- Article -
▼
Monday, January 18, 2010

Business models and commodities and the ICT viewpoint

Part I - Similarities in business models

When you have worked in multiple industries you realize more the similarities between them than differences. Large share of the differences are defined and exist because of different industry beliefs, different management focus, different phase of maturity in industry life-cycle, role of tangible vs. intangible assets but in the end what seems to be the biggest differentiator is the language - used acronyms and vocabulary in general. And on top the pride of being expert in certain industry vs. another especially if your industry is considered to be sexy-one... of course there is then need to highlight the differences (using this special industry language) not similarities.

When I joined Hewlett-Packard and its printing business years ago many people asked from friends to business contacts how on earth you plan to utilize your competence from energy industry (years at Fortum) in high-tech. business. Of course I had my years in management consulting as one enabler but anyway it was a relevant question to ask.

Those who asked I told "because electricity business is so similar to printing business" but that only caused more questions and comments with one nominator: disagreement. So I continued and asked to listen for a while while I explain why they are so similar.
▲
- Exercise task -
According to the post on business models, what seems to be the biggest differentiator between industries?

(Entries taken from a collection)
▼
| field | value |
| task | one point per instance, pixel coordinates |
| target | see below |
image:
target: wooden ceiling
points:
▲
▼
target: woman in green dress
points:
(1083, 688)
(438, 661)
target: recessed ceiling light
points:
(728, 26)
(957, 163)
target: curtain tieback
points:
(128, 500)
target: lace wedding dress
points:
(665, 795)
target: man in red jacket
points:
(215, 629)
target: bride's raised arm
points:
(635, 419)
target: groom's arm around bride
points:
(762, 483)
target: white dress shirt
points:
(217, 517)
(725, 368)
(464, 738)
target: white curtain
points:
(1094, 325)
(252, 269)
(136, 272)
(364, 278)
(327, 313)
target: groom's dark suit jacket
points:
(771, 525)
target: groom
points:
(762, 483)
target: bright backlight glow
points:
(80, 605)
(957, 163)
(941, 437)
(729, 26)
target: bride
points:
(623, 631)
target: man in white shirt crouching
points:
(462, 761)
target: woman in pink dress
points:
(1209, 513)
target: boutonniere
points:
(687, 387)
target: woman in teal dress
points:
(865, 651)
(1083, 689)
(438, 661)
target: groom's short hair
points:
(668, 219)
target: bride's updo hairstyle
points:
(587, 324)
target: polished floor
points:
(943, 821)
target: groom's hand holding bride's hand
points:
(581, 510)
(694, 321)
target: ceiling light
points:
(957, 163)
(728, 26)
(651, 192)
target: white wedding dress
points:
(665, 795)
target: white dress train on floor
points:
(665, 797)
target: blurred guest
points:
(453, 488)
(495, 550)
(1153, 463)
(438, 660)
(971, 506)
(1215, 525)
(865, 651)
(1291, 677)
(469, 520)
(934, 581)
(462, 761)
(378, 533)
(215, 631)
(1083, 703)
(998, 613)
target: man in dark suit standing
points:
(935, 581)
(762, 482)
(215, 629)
▲
- Reply -
The language, meaning the acronyms and vocabulary used.